(MATERIALS PROVIDED)

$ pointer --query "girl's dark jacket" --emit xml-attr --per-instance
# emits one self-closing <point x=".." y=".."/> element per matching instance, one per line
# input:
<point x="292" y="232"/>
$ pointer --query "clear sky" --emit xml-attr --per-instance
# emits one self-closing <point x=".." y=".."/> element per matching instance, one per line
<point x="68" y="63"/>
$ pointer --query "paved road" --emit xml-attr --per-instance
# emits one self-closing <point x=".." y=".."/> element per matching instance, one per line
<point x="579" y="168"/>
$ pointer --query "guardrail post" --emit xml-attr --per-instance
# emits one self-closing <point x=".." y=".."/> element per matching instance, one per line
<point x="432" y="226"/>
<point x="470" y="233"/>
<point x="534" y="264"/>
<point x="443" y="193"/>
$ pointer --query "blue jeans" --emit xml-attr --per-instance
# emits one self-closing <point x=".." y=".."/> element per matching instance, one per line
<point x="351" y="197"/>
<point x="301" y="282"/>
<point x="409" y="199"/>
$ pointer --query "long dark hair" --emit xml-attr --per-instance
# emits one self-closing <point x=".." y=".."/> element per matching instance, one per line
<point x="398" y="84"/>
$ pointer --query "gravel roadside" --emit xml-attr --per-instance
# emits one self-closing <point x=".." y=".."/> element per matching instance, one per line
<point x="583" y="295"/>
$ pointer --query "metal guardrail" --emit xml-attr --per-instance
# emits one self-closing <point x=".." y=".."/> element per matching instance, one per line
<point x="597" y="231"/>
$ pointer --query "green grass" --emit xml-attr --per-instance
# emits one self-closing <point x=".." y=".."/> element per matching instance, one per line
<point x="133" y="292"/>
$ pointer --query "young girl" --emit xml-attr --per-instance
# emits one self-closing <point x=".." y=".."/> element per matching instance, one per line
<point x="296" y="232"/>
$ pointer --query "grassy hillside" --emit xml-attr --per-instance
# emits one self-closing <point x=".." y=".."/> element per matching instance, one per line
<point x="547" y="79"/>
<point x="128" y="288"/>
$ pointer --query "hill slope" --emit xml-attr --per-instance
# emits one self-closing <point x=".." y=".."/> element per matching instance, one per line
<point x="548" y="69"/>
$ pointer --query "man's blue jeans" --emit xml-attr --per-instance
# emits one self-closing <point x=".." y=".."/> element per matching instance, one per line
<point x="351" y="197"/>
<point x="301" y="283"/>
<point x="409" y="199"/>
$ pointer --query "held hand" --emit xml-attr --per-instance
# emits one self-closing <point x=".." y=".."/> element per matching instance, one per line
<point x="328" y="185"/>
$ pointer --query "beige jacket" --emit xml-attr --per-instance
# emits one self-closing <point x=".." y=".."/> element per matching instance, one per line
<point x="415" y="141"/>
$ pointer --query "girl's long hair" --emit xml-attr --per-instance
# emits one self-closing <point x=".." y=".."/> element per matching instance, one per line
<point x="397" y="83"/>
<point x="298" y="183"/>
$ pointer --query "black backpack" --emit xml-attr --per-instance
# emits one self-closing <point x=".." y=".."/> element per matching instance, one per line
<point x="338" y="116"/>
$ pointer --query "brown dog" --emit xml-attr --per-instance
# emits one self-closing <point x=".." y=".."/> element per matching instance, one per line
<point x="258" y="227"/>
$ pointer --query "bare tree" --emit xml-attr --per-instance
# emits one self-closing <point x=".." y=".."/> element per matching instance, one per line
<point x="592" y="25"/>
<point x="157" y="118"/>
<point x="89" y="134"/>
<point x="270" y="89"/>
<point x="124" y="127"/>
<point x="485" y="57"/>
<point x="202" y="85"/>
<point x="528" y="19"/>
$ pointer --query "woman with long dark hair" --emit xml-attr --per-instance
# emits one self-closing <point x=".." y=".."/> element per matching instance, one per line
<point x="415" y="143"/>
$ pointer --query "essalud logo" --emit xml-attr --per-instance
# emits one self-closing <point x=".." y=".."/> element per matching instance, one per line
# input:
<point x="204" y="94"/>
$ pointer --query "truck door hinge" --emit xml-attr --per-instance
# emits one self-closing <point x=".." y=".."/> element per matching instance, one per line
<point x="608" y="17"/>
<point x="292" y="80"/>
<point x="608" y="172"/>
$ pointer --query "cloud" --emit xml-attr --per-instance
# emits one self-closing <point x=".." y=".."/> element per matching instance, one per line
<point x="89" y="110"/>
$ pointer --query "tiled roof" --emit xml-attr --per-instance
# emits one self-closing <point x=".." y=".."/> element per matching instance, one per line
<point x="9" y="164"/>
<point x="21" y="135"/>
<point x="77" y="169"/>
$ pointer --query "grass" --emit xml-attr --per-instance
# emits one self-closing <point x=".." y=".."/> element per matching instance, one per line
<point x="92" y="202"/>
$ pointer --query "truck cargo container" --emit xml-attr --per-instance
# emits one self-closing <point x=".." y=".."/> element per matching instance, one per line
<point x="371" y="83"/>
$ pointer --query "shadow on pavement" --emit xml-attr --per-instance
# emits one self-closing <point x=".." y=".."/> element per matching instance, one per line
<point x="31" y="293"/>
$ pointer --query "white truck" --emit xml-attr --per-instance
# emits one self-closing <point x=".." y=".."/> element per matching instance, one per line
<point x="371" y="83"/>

(End MATERIALS PROVIDED)

▶ **INSTRUCTIONS TO FOLLOW**
Using the material above, report each line where "long" occurs.

▶ **SOLUTION TO THIS EXERCISE**
$ pointer --query "long dark hair" --emit xml-attr --per-instance
$ pointer --query "girl's long hair" --emit xml-attr --per-instance
$ pointer --query "woman with long dark hair" --emit xml-attr --per-instance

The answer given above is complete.